(Entries from an annotation dataset)
* BEGIN *

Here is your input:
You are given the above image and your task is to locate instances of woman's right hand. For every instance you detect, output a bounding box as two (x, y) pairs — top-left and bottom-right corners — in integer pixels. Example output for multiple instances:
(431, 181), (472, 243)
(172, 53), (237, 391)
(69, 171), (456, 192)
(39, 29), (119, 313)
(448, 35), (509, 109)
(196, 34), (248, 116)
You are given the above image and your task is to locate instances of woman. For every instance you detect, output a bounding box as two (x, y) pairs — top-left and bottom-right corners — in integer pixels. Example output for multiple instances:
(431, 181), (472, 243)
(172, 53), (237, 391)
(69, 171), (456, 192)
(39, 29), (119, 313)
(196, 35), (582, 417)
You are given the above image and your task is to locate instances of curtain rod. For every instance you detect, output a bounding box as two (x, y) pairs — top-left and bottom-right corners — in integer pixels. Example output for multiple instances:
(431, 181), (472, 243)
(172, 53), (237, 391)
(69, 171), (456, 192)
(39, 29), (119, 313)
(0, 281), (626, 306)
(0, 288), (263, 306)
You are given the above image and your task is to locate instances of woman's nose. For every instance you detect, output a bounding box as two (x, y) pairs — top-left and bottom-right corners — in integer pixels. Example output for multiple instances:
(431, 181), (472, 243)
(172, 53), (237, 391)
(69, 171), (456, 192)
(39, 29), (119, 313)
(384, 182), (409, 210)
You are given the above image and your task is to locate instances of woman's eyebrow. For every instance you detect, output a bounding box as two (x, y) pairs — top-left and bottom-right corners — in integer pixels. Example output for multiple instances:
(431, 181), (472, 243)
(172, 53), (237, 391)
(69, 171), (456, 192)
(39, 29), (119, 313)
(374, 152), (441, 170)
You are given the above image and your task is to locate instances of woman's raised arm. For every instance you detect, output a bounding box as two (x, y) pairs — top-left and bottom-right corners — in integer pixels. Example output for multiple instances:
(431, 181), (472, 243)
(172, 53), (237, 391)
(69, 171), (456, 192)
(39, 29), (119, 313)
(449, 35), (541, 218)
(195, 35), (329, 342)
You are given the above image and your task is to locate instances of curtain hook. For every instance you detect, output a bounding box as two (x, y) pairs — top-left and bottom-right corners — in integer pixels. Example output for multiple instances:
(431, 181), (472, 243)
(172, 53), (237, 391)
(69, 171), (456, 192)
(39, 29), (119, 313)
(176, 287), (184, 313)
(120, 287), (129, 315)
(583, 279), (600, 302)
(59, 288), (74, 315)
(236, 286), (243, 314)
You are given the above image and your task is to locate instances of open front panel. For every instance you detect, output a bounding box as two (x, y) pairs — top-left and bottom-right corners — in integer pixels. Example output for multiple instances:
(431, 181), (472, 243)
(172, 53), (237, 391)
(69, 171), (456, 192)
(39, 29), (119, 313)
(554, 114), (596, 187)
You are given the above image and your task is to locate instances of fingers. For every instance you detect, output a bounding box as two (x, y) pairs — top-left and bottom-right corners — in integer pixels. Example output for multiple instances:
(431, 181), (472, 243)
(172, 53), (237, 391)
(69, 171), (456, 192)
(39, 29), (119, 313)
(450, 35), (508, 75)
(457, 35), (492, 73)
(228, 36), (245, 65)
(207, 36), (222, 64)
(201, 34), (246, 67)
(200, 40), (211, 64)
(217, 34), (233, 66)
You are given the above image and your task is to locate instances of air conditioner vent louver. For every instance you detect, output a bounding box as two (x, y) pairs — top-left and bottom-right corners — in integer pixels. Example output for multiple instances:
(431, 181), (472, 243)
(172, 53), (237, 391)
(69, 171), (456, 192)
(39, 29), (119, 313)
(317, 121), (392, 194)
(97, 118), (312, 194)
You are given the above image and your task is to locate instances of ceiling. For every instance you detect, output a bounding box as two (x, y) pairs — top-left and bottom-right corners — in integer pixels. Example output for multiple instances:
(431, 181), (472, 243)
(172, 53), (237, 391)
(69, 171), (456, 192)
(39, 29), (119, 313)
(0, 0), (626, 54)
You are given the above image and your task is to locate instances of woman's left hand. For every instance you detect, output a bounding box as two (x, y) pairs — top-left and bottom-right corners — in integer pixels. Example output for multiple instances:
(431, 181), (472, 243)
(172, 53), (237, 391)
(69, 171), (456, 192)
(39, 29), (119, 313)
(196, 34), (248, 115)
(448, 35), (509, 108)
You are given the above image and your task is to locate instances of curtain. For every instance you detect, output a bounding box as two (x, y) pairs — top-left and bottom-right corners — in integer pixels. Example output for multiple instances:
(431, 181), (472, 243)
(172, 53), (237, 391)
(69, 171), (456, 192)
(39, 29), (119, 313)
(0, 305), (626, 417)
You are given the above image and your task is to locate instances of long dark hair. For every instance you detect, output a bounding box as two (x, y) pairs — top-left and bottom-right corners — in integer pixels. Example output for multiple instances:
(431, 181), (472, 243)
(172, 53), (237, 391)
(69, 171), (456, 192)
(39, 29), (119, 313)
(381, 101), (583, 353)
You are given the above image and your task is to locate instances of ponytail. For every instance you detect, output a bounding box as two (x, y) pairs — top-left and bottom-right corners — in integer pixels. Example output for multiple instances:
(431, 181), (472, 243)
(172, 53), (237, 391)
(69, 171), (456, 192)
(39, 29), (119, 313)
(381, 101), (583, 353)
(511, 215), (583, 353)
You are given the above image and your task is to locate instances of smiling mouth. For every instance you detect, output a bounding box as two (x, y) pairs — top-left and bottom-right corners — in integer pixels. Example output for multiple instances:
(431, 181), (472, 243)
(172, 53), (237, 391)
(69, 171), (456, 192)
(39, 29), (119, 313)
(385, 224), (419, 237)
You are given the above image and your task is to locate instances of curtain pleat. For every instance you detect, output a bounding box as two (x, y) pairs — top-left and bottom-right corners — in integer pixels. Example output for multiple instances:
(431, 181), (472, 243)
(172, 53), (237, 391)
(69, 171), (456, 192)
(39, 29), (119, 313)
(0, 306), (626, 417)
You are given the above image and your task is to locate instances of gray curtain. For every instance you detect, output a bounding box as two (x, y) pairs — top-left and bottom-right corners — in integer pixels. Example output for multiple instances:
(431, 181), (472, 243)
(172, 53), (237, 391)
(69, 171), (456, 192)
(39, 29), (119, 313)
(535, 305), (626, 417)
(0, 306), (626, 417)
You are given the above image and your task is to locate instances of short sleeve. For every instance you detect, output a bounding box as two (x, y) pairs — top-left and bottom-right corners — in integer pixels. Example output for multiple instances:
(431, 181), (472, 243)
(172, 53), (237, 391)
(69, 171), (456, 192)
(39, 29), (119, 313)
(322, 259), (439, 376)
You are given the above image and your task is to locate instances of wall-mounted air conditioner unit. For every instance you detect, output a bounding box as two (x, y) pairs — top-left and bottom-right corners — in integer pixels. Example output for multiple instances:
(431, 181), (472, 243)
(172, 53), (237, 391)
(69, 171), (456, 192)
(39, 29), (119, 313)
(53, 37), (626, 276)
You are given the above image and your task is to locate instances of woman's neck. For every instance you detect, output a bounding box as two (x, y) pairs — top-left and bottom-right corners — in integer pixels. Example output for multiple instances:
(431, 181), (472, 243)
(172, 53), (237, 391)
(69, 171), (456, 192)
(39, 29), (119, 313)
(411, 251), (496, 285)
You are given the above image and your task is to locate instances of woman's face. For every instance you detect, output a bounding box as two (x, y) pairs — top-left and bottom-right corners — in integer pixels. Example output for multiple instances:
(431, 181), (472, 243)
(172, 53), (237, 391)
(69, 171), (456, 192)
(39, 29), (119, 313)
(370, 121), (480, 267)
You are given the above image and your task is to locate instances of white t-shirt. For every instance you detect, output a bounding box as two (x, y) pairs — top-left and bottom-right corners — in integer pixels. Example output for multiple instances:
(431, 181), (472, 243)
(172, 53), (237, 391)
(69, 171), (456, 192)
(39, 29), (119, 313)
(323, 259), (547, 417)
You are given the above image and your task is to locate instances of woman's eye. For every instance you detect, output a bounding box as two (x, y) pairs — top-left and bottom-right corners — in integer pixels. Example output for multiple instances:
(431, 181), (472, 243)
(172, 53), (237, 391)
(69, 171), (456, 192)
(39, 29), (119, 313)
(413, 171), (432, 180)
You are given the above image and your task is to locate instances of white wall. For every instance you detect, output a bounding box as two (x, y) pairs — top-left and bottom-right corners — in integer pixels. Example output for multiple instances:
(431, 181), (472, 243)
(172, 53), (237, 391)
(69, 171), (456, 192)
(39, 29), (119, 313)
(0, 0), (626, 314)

* END *

> **Given problem**
Pull out, word for word, the material from its first line through the line containing "(374, 152), (441, 170)", including both of those lines. Give only those lines.

> **Solution**
Here is your input:
You are given the above image and your task is to locate instances of woman's right hand. For every instance you detect, output a bounding box as two (x, y) pairs — top-left and bottom-right corners — in integer pixels. Example output for multiple instances:
(431, 181), (472, 243)
(172, 53), (237, 391)
(69, 171), (456, 192)
(39, 29), (119, 313)
(448, 35), (509, 109)
(196, 34), (248, 116)
You are given the above image and your task is to locate instances of woman. For every instance you detect, output a bounding box as two (x, y) pairs — top-left and bottom-right corners — in integer pixels. Example output for multiple instances:
(431, 181), (472, 243)
(172, 53), (237, 391)
(69, 171), (456, 192)
(39, 29), (119, 313)
(196, 35), (582, 417)
You are given the above image and your task is to locate instances of curtain rod. For every instance you detect, output a bounding box as two (x, y) pairs — top-left and bottom-right corners — in integer pixels. Example output for multiple instances:
(431, 181), (472, 243)
(172, 53), (237, 391)
(69, 171), (456, 192)
(39, 29), (119, 313)
(0, 281), (626, 306)
(0, 288), (263, 306)
You are given the above image and your task is to locate instances of woman's nose. For every instance you detect, output a bounding box as two (x, y) pairs — top-left and bottom-right corners — in integer pixels. Example output for multiple instances:
(431, 181), (472, 243)
(172, 53), (237, 391)
(69, 171), (456, 192)
(39, 29), (119, 313)
(384, 182), (409, 210)
You are given the above image and your task is to locate instances of woman's eyebrow. For every instance you detect, output a bounding box as two (x, y) pairs — top-left and bottom-right corners — in integer pixels. Example output for multiple instances:
(431, 181), (472, 243)
(172, 53), (237, 391)
(69, 171), (456, 192)
(39, 29), (119, 313)
(374, 152), (441, 170)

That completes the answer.